## [ASSIGNED TASK]
Your answer should be an exact copy of the lines from the start of the entries to the line containing "negative clicks: (1227, 440) (1228, 693)", both included.
>>>>>
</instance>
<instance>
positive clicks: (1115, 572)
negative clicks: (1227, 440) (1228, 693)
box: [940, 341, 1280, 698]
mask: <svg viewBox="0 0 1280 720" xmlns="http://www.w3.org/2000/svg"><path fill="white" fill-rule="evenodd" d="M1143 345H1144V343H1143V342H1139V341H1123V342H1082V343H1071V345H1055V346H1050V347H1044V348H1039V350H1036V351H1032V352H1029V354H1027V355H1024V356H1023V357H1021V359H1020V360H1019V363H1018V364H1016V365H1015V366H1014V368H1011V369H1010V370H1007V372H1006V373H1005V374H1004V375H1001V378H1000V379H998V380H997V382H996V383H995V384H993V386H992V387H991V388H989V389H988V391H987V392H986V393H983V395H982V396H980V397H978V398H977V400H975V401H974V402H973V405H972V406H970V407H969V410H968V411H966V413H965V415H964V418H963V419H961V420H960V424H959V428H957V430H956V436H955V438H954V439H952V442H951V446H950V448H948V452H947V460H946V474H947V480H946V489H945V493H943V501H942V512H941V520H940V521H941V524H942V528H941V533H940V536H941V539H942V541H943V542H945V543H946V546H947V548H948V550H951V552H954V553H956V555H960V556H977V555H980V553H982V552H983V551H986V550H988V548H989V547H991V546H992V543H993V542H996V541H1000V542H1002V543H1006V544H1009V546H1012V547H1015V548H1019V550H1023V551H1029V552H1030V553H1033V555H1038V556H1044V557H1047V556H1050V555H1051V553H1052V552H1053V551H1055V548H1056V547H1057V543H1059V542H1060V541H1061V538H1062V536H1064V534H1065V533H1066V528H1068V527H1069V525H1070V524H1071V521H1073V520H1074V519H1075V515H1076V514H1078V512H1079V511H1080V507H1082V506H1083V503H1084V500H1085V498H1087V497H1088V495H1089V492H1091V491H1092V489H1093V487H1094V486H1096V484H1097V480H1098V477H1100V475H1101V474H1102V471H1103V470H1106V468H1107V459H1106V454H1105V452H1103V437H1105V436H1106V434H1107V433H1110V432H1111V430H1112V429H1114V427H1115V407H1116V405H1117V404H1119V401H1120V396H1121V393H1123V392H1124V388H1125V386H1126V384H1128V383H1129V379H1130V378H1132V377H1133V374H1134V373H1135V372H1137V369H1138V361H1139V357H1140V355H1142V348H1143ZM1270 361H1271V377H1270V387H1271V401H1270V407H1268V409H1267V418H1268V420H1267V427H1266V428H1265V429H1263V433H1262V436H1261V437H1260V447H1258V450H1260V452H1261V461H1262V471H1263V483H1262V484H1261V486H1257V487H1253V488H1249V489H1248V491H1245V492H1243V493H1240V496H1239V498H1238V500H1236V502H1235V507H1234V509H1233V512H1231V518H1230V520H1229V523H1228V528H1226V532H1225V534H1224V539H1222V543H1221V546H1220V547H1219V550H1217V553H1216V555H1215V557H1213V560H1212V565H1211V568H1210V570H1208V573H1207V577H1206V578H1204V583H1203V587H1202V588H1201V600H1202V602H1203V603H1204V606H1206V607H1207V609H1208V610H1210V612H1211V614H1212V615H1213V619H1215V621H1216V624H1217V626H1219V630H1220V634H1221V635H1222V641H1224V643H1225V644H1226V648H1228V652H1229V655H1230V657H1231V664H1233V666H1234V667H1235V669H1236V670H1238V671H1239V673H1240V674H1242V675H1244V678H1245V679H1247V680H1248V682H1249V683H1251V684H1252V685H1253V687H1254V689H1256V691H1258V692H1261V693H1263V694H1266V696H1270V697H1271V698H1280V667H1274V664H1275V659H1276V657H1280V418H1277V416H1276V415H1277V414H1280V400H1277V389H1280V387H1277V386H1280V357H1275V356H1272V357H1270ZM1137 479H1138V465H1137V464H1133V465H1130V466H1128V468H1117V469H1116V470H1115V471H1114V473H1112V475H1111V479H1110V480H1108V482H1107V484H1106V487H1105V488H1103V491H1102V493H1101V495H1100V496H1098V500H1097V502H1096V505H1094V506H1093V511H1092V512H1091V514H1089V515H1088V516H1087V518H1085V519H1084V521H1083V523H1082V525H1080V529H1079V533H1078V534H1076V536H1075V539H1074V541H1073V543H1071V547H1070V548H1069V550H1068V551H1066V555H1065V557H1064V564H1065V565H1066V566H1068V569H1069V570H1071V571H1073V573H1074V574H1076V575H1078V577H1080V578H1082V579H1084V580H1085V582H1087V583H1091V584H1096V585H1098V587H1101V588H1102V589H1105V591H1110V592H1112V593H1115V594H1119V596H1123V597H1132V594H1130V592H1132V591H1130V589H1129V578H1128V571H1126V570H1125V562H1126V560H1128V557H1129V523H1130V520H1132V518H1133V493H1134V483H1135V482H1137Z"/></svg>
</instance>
<<<<<
## [WRITTEN ANSWER]
</instance>
<instance>
positive clicks: (1115, 572)
negative clicks: (1227, 440) (1228, 693)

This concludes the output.